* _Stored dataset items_
# # # # #
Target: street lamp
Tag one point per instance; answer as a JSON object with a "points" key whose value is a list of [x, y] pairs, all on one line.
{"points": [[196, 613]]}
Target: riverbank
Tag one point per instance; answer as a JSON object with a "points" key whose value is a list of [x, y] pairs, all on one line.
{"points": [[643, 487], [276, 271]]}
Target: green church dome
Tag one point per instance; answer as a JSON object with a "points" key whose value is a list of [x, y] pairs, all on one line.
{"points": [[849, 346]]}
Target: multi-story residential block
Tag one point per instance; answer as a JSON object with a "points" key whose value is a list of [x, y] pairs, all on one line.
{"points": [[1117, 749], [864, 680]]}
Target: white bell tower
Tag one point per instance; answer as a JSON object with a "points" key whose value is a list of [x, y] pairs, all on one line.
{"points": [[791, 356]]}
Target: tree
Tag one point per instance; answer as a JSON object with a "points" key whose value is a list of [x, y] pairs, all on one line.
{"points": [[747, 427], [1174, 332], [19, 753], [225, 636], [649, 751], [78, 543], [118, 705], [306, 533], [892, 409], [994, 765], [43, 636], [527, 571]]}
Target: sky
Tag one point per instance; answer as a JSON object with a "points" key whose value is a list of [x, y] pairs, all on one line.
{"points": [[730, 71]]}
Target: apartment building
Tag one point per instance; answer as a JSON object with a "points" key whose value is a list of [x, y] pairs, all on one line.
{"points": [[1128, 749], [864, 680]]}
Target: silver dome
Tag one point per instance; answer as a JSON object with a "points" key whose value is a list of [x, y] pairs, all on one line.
# # # # #
* _WHAT IS ASKED_
Each line must be given again exactly as written above.

* _TASK RESULT_
Target: street lamp
Tag one point per instance; answer as a JSON object with a "points" key whose value is a list of [x, y] pairs, all on one line.
{"points": [[196, 613]]}
Target: riverbank
Tag one point per instance; answer as a JSON object with a "points" key whose value is a list of [x, y] pairs, all on one line.
{"points": [[643, 487], [276, 271]]}
Target: green church dome
Tag one point per instance; answer as a JSON object with a "points" key whose value is a list of [x, y] pairs, all on one line.
{"points": [[849, 346]]}
Target: multi-story residential block
Tag one point per instance; answer as a JSON object with a "points" key whose value is a list of [x, y] pairs, all on one line.
{"points": [[1117, 749], [864, 680]]}
Target: white bell tower
Tag one point per instance; answer as a JSON object with a "points" key whose value is a list of [x, y] pairs, all on one line.
{"points": [[791, 356]]}
Target: tree
Tag one point per instance; answer as a JSON object with a "points" key whose value is a list of [x, y] pairs, all on one line.
{"points": [[747, 427], [1174, 332], [19, 753], [225, 636], [649, 751], [78, 543], [118, 705], [306, 533], [892, 409], [994, 765], [43, 636], [527, 571]]}
Target: sky
Tag one point per instance; answer as a JSON object with a "points" key whose value is a list of [x, y] pairs, all on one line.
{"points": [[730, 71]]}
Target: apartment building
Tag one point per instance; answer as a JSON object with a "points" key whose value is a list of [x, y] pairs, all on one line.
{"points": [[1128, 749], [864, 680]]}
Target: silver dome
Tag one point per instance; answer as a JSON object with a "points" key whose value is a list of [x, y] pairs, all on one line.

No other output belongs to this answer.